- [What the task asks] Read the lines of the data below and retrieve those with "flare".

- [Data section]

......

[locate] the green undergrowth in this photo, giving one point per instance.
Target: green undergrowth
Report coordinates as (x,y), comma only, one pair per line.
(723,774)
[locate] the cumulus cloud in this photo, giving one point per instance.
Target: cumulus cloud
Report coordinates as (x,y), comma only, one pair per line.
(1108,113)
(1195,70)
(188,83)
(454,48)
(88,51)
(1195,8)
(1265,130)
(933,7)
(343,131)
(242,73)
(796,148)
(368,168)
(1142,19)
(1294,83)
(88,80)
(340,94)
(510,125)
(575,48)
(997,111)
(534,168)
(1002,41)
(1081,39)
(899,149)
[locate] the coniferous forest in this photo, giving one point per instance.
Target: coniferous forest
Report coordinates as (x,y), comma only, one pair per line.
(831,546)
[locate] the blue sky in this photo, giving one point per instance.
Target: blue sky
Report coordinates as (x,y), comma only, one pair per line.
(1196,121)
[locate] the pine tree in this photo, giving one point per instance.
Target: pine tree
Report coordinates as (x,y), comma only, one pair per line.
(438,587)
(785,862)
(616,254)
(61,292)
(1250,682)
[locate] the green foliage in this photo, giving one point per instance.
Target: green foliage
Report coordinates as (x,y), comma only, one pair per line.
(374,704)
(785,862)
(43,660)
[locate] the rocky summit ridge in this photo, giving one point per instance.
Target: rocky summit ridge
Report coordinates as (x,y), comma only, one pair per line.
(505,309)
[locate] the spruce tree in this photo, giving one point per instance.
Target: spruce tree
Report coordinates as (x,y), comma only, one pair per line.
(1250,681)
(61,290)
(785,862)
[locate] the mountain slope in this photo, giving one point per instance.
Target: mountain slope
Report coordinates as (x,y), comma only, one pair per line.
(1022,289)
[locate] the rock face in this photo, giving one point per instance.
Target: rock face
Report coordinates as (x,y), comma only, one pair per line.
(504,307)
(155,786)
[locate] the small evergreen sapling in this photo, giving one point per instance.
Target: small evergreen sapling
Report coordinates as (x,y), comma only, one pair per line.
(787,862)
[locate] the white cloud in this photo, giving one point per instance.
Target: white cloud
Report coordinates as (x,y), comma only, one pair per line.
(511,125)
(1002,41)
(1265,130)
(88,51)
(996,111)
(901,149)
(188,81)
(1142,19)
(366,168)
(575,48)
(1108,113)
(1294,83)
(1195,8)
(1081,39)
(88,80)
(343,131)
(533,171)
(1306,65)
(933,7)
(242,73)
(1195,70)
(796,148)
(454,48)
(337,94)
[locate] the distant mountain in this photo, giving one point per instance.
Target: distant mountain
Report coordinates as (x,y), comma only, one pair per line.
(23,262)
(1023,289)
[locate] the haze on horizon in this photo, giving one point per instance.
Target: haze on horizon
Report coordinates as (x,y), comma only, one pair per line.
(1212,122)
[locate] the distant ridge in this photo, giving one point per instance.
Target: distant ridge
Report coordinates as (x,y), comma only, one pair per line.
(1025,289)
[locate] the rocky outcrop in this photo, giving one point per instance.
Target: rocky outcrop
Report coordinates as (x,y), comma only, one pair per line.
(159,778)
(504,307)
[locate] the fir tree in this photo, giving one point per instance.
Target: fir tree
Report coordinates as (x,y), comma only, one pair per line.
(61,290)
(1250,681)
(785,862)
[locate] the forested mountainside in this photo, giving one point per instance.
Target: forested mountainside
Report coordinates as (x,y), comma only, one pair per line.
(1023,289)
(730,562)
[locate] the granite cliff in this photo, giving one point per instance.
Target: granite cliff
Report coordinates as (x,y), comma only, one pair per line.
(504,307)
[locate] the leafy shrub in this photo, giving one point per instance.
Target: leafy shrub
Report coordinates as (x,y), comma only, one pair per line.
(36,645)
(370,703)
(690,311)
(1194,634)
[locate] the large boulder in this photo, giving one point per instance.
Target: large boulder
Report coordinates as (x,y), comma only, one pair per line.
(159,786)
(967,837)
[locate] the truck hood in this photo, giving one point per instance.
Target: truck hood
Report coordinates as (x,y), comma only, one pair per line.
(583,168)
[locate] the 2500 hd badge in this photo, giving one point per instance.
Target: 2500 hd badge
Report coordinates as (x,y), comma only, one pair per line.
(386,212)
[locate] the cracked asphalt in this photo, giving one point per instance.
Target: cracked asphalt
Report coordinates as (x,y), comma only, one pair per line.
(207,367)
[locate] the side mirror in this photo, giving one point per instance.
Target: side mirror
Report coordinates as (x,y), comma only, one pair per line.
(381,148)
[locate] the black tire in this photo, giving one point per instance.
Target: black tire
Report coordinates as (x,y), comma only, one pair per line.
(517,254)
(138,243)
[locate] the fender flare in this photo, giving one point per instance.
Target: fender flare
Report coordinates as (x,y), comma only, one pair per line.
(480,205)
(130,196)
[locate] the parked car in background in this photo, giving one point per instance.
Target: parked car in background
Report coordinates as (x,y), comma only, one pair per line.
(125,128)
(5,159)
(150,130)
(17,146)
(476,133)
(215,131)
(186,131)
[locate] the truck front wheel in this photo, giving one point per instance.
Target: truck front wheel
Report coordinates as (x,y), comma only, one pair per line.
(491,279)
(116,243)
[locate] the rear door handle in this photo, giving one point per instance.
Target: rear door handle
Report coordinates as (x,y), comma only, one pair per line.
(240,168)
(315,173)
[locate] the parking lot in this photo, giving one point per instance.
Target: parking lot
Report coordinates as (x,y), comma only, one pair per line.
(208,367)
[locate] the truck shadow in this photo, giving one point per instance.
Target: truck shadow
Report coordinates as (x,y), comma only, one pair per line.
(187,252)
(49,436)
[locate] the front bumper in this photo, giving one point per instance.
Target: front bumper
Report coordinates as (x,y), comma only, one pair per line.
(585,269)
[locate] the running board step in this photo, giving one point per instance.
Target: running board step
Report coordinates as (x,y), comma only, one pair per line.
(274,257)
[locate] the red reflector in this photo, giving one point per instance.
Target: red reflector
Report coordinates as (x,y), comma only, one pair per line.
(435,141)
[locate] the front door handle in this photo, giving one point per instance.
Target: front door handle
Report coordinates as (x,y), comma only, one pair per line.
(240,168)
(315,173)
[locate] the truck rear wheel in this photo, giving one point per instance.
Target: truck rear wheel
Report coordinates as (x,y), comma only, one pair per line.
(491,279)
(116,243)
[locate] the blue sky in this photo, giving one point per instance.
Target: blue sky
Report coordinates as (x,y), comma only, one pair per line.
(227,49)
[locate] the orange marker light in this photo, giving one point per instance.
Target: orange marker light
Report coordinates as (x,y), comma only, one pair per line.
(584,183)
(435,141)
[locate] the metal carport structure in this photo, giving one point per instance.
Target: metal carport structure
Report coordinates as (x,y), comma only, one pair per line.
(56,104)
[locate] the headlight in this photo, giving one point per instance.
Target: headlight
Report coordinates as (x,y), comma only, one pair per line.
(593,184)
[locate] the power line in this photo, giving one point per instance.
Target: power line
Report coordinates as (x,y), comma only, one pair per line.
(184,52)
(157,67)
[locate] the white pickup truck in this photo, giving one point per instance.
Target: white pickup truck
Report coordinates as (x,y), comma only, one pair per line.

......

- [Answer for the task]
[locate] the fender flare in this photo, giving one point per instance.
Target: fender flare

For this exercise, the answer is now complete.